== Given entries ==

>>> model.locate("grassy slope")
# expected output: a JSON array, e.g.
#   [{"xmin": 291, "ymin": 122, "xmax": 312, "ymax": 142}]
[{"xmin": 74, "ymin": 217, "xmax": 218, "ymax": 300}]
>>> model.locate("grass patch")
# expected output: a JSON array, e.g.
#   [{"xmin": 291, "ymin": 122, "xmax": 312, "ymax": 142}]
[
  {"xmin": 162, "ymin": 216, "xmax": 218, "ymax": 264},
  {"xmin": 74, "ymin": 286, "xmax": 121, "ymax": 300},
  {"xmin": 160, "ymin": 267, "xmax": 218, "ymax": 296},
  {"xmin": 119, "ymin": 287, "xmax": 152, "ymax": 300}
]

===

## [Work to complete]
Without leaving anything out, give the entries again exactly.

## [Response for this exercise]
>>> model.locate("grassy slope")
# expected output: a JSON array, e.g.
#   [{"xmin": 291, "ymin": 122, "xmax": 312, "ymax": 142}]
[{"xmin": 74, "ymin": 217, "xmax": 218, "ymax": 300}]
>>> model.locate("grass patch")
# expected output: a JSON array, e.g.
#   [{"xmin": 291, "ymin": 122, "xmax": 312, "ymax": 142}]
[
  {"xmin": 162, "ymin": 216, "xmax": 218, "ymax": 264},
  {"xmin": 74, "ymin": 286, "xmax": 121, "ymax": 300},
  {"xmin": 160, "ymin": 267, "xmax": 218, "ymax": 296},
  {"xmin": 119, "ymin": 287, "xmax": 152, "ymax": 300}
]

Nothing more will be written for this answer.